▸ AIM OF THE TASK:
Beginning at the line containing "Where can you spot the decorative", output every line to the end of the data below exactly as it appears.

---------- RECORD EXCERPTS

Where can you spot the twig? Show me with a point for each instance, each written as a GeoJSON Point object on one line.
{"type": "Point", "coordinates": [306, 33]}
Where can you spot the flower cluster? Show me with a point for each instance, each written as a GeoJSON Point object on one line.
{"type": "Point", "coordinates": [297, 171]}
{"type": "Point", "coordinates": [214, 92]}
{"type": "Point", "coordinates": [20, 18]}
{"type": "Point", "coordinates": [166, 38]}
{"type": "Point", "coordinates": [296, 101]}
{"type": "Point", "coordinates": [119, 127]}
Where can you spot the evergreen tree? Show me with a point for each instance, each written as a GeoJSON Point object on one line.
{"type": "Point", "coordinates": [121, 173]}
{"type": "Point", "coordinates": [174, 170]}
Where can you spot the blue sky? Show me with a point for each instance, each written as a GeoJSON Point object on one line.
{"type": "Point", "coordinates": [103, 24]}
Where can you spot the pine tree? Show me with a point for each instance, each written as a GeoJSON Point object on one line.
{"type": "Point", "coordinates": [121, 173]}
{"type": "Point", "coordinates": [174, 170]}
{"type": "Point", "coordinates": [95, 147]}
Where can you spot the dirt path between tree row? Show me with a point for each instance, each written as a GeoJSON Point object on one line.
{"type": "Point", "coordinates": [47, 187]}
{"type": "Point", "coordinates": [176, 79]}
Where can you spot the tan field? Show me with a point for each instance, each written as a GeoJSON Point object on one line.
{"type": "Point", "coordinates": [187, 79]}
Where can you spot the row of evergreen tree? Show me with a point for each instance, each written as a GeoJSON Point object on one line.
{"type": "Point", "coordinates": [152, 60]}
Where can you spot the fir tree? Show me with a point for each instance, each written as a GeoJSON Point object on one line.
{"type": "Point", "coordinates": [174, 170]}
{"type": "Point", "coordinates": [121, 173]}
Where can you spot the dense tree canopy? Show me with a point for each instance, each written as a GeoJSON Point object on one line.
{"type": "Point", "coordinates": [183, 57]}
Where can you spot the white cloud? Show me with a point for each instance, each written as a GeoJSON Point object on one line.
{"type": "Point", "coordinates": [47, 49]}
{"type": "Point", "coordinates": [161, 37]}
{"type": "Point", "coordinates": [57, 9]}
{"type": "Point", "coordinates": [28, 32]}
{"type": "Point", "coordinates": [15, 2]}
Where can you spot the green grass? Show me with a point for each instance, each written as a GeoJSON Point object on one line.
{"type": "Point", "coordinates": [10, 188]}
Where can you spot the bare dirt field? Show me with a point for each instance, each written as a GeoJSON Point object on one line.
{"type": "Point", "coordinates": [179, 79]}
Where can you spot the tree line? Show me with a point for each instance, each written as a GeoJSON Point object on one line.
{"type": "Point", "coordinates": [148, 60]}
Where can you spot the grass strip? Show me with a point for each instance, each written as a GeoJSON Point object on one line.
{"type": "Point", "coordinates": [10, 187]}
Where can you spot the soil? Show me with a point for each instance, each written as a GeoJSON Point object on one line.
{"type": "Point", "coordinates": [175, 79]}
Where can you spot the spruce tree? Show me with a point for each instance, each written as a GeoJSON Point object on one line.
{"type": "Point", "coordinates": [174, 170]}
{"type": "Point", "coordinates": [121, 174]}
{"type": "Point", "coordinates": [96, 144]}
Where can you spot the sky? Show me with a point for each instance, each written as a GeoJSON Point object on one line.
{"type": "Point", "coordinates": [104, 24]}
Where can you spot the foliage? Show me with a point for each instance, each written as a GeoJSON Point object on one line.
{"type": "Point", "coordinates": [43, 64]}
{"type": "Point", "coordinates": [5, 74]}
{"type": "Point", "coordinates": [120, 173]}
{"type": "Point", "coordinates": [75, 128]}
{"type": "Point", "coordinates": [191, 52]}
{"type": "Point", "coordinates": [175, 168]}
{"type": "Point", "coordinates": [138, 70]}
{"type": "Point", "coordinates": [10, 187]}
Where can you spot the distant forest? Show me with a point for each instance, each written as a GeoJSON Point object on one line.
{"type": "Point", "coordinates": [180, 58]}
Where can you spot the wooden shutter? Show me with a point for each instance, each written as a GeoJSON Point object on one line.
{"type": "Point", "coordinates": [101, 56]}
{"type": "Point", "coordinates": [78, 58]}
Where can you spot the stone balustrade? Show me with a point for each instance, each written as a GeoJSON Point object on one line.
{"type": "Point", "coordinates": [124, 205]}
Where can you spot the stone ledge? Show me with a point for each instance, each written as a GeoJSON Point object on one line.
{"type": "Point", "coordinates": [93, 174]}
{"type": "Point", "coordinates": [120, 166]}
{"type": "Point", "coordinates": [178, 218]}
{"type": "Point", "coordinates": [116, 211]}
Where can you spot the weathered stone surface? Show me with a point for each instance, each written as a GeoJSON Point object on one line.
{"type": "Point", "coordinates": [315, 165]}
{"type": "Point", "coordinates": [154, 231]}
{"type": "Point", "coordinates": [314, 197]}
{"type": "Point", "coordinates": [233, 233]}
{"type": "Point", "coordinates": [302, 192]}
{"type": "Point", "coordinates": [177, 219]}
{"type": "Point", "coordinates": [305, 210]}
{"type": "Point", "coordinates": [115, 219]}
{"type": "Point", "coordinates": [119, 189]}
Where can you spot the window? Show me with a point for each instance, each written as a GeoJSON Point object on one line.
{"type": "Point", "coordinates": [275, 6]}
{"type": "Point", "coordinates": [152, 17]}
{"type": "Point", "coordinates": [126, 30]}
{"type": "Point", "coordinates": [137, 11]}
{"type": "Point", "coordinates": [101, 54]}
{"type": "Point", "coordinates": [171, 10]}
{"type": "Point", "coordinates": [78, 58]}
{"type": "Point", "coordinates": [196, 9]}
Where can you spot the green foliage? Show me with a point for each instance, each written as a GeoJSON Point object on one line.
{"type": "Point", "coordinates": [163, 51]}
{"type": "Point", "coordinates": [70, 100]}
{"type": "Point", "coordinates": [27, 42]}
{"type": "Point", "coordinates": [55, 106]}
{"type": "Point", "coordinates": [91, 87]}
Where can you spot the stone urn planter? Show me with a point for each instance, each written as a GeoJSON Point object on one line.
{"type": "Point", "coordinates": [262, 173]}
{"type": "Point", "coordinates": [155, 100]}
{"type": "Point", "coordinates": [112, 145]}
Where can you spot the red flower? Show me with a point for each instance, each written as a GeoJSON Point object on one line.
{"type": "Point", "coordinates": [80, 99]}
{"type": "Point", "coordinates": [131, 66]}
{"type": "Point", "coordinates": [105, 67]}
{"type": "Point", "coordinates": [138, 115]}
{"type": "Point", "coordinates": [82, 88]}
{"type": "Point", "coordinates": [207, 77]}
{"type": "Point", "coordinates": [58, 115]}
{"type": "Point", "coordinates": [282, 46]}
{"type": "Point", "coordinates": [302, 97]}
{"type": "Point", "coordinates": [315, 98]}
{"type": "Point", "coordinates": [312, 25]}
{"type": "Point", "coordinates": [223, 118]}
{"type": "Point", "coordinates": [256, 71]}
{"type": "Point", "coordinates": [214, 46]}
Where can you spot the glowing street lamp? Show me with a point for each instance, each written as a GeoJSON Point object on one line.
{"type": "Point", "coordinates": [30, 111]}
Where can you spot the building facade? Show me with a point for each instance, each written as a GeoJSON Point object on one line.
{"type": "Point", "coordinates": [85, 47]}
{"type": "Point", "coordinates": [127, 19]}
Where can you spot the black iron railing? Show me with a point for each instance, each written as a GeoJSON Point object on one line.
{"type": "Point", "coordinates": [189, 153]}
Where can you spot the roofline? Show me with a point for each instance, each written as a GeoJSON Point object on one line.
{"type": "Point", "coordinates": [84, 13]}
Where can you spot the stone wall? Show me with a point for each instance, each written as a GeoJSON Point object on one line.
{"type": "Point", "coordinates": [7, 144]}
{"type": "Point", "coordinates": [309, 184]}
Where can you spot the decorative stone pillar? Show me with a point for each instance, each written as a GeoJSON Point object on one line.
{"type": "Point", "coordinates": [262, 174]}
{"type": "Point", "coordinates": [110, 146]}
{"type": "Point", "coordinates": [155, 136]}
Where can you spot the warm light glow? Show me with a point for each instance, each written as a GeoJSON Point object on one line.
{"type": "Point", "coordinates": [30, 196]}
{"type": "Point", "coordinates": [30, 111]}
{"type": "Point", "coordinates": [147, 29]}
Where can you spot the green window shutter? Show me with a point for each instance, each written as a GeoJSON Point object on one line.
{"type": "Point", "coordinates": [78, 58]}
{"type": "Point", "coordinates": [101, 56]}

--------------------

▸ RESPONSE:
Where can you spot the decorative stone pillar? Show me with a point for each instance, each written as a GeoJSON Point object on one line.
{"type": "Point", "coordinates": [262, 174]}
{"type": "Point", "coordinates": [110, 146]}
{"type": "Point", "coordinates": [155, 136]}
Where can you spot the warm light glow? Show me with a point for each instance, each written as a GeoJSON Point object on one line.
{"type": "Point", "coordinates": [30, 196]}
{"type": "Point", "coordinates": [30, 111]}
{"type": "Point", "coordinates": [147, 29]}
Where can you spot the green window shutter? Show me with a point for each instance, each written as a GeoJSON Point object on one line.
{"type": "Point", "coordinates": [78, 58]}
{"type": "Point", "coordinates": [101, 56]}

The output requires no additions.